Passage for review:
I’ll never forget the Brooks. It had to be Brooks running shoes. My oldest was in eighth grade and needed new sneakers that spring for track. It was already the end of the season and he wore them, probably, three times. And that was it. Lacrosse was next and he needed cleats for that. The shiny new Brooks went in the closet.
It had been a hard year financially. It was the year of our move to a new town and expenses were high and my income moderate. I scraped by each week. Pizza on Friday night was a luxury. If one of us needed anything, it went on a list on the refrigerator and as money came in, we prioritized the needs to see who got what first. That spring it was shoes. My tax return had come in and the store was having a sale. Even so, his sneakers still cost $120.
I had hopes he’d wear them for cross country in the fall, but by then his foot had grown. So I saved them for his younger brother. I think we all know how that worked out. His younger brother would rather go barefoot across coals than wear hand-me-down shoes. Plus, they weren’t Nikes. What pre-teen wears Brooks? And now, four years later, I still look at them with contempt.

Work instruction A: Transcribe the part of the passage about the Brooks running shoes between "I had hopes" and "them with contempt.", inclusive.
Work instruction B: According to the passage about the Brooks running shoes, how much did the sneakers cost even with the store's sale?
You won't need any of the entries to complete the work.

Stored data entries
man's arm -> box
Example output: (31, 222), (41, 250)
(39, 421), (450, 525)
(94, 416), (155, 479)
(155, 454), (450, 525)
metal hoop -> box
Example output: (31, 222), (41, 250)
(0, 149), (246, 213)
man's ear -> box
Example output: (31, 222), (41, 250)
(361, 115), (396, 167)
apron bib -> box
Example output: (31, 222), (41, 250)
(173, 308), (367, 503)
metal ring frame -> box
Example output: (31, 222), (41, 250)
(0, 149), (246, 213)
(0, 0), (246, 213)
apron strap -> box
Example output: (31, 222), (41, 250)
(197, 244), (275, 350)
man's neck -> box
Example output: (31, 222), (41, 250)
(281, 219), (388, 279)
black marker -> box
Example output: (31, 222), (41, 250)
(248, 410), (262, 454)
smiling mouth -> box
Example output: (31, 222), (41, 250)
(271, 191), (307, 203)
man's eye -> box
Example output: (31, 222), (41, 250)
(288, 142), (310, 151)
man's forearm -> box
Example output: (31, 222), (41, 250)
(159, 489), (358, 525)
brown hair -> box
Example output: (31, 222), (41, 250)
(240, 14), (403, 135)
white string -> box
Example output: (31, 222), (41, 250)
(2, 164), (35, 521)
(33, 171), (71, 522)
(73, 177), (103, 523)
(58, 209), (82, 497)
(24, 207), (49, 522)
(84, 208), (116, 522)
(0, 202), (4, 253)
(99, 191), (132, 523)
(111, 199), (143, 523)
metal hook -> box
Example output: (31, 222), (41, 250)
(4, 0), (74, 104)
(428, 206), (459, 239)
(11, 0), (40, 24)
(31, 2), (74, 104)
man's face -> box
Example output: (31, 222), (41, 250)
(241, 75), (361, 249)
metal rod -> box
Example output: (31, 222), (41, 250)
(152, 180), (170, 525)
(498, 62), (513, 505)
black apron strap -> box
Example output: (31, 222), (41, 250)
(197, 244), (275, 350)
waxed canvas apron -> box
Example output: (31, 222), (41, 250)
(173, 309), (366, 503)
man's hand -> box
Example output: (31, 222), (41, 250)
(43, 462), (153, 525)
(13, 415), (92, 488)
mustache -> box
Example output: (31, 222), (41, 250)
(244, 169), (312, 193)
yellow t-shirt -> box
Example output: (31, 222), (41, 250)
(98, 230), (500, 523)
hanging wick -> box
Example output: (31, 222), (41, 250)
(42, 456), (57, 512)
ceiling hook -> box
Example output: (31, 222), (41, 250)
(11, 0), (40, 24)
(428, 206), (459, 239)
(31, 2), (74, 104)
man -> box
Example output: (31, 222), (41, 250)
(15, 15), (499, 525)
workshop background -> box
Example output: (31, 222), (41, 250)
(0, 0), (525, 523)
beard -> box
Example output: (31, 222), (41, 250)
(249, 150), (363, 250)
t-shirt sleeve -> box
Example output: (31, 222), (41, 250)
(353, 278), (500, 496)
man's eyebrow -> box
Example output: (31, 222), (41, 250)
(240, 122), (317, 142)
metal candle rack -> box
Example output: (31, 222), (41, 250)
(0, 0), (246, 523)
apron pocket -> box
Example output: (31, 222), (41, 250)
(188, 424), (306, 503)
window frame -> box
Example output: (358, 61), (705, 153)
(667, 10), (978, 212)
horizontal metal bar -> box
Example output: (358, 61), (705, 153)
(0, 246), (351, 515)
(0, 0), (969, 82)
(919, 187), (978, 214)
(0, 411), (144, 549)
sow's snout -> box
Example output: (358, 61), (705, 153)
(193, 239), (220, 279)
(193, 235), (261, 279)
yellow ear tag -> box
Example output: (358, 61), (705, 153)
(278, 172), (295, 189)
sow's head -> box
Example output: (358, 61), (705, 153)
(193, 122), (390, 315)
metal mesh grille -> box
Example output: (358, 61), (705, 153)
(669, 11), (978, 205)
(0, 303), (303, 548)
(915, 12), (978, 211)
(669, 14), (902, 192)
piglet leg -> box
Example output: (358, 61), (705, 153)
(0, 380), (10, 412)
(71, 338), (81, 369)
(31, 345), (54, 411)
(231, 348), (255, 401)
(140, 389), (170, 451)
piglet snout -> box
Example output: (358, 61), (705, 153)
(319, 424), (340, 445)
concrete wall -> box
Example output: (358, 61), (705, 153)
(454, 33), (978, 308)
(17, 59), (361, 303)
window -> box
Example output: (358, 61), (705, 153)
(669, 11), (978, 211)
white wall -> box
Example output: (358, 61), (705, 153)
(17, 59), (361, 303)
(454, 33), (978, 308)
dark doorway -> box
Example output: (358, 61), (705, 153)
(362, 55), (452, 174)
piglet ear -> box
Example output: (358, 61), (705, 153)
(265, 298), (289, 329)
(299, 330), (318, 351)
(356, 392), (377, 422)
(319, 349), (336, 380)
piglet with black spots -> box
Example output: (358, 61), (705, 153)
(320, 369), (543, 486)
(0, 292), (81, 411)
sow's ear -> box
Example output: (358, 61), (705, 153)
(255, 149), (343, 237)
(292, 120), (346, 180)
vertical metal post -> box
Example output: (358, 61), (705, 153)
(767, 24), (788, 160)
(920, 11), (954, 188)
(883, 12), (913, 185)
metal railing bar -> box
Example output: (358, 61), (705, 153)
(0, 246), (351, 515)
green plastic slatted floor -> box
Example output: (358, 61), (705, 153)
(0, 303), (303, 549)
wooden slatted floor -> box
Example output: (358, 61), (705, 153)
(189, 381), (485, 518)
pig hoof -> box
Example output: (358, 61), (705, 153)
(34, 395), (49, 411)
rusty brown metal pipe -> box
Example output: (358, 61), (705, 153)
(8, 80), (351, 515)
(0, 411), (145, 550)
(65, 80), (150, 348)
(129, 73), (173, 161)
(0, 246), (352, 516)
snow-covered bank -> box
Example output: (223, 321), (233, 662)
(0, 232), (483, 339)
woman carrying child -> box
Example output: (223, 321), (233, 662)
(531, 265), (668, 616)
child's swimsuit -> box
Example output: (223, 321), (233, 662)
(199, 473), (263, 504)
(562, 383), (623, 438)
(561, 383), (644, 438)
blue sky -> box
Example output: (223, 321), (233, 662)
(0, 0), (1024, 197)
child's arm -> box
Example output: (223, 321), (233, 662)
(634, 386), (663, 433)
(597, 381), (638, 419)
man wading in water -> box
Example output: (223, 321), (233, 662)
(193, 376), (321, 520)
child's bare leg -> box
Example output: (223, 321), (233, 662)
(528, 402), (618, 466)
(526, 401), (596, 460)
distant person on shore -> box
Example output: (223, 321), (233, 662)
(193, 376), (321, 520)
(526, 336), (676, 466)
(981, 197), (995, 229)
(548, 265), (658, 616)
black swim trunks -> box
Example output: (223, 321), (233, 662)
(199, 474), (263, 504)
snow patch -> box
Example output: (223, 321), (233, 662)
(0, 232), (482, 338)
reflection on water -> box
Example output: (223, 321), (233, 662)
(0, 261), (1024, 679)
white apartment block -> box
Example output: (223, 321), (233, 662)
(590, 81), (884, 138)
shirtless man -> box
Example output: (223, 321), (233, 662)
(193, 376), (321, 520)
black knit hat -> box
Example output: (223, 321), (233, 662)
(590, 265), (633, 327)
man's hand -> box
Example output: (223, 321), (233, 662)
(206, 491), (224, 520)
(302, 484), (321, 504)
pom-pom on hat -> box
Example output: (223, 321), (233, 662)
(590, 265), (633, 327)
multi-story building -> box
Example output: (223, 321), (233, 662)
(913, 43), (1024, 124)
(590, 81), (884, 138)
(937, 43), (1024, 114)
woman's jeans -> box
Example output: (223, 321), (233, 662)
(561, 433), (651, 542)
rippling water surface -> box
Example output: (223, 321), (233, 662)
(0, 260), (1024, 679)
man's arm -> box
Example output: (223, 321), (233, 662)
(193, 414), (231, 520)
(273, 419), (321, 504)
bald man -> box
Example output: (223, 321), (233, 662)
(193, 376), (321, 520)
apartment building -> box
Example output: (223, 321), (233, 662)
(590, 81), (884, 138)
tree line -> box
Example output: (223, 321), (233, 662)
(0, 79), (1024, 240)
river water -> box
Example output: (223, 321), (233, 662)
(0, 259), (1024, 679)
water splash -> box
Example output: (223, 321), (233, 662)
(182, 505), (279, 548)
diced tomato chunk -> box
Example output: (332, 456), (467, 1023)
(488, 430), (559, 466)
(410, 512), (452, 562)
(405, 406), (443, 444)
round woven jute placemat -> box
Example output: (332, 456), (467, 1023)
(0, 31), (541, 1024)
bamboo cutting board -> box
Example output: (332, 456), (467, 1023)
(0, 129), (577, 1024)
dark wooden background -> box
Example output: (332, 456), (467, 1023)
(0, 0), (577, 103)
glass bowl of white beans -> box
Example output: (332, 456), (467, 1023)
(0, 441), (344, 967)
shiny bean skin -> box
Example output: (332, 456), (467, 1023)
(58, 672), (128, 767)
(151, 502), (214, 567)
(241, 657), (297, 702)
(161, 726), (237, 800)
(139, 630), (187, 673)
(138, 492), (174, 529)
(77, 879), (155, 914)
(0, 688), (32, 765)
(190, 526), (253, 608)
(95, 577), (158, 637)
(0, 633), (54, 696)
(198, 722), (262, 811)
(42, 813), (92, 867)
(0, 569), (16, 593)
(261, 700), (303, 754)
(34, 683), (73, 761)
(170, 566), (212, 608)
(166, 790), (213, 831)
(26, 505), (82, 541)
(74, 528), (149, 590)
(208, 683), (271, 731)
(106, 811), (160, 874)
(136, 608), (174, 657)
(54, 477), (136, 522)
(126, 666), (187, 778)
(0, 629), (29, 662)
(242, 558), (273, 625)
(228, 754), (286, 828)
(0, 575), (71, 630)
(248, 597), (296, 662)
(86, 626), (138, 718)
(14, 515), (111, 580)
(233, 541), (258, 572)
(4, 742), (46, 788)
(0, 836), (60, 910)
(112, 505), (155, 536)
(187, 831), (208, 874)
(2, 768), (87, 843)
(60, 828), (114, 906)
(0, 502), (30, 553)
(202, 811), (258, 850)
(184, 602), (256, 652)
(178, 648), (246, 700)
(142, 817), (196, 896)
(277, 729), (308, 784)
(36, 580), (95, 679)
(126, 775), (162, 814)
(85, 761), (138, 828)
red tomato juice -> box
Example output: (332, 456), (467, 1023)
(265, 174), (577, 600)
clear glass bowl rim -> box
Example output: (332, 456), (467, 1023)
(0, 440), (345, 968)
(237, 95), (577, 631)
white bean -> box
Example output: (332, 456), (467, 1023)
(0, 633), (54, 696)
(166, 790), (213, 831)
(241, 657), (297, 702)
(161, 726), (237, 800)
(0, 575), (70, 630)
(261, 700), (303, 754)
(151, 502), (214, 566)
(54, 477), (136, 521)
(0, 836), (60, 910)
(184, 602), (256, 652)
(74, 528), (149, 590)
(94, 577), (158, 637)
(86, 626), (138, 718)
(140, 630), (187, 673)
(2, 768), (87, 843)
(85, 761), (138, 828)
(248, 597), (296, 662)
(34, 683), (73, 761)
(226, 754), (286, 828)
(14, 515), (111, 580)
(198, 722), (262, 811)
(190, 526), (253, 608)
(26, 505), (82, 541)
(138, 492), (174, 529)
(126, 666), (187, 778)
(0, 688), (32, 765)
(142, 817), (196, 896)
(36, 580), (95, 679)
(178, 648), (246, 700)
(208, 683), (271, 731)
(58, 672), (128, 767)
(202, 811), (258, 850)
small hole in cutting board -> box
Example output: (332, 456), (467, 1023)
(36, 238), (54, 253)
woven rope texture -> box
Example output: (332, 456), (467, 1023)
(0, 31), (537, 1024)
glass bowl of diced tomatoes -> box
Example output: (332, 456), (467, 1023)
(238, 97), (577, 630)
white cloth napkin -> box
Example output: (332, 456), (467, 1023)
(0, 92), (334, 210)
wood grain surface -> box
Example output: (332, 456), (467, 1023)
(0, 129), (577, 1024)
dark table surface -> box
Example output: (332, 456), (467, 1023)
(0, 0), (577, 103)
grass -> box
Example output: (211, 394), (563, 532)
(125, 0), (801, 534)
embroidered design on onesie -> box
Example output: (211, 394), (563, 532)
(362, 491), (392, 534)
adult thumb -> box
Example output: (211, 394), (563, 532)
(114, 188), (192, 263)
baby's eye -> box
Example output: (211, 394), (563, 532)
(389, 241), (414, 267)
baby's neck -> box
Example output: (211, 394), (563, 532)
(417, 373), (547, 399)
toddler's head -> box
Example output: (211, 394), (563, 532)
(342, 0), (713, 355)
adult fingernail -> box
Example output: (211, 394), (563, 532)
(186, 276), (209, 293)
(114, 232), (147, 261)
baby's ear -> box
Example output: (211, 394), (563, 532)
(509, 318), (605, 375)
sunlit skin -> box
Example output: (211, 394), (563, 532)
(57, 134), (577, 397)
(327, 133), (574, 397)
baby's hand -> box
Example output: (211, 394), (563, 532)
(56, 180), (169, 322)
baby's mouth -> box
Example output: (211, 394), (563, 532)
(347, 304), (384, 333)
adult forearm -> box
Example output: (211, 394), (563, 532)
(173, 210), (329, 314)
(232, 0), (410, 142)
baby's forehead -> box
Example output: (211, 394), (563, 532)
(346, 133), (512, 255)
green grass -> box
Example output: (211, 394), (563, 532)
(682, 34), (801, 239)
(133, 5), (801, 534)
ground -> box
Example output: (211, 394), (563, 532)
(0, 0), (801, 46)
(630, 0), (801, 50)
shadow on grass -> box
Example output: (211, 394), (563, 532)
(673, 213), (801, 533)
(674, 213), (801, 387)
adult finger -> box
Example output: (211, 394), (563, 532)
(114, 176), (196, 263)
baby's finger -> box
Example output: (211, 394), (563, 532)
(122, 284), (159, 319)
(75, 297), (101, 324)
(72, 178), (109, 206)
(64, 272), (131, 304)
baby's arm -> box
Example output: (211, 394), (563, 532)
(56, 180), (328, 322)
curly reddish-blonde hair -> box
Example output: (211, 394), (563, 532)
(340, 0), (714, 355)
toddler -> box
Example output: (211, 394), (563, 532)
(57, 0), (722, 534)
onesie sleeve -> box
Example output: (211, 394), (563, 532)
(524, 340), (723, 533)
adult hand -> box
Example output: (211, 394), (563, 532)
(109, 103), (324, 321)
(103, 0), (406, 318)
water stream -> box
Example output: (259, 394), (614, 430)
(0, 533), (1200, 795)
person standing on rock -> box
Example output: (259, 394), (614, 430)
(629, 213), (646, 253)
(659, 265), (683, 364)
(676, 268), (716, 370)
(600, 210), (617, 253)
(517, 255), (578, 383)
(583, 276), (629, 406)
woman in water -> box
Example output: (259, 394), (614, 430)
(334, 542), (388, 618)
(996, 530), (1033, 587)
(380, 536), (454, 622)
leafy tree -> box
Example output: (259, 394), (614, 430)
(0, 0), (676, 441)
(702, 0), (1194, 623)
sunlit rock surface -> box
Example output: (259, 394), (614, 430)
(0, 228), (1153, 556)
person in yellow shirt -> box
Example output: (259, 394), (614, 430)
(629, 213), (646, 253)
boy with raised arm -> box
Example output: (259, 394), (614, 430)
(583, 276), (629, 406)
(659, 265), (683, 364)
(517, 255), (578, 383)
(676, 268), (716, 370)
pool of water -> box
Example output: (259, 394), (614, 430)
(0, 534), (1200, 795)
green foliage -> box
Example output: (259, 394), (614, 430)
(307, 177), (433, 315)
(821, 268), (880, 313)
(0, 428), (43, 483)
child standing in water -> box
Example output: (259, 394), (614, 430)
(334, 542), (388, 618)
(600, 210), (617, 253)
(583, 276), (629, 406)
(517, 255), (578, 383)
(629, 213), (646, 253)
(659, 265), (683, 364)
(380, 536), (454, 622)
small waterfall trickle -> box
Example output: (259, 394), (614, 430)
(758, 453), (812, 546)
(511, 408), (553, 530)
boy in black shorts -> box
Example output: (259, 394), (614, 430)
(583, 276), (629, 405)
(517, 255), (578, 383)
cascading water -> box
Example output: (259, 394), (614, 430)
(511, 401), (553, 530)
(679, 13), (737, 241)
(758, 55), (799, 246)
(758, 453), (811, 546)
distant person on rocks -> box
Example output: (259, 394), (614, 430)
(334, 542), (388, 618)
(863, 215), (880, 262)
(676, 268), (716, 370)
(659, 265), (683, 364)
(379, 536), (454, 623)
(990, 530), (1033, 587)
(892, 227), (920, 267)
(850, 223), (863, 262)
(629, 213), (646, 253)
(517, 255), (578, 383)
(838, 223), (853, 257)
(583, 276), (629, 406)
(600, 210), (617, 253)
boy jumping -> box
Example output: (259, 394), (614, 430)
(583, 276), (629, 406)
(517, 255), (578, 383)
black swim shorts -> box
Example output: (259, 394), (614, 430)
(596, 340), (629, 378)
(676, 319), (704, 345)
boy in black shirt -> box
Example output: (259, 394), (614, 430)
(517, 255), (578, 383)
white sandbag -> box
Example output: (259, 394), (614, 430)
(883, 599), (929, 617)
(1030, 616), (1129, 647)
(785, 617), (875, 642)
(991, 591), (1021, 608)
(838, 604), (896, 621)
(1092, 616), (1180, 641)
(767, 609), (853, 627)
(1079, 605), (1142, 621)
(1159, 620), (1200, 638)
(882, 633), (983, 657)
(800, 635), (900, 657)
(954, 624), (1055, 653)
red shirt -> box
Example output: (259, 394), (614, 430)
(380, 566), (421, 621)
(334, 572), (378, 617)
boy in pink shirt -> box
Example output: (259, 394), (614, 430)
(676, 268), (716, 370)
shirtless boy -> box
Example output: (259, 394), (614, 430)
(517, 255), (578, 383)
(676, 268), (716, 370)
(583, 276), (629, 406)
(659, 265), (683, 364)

Response box A:
I had hopes he’d wear them for cross country in the fall, but by then his foot had grown. So I saved them for his younger brother. I think we all know how that worked out. His younger brother would rather go barefoot across coals than wear hand-me-down shoes. Plus, they weren’t Nikes. What pre-teen wears Brooks? And now, four years later, I still look at them with contempt.

Response box B: $120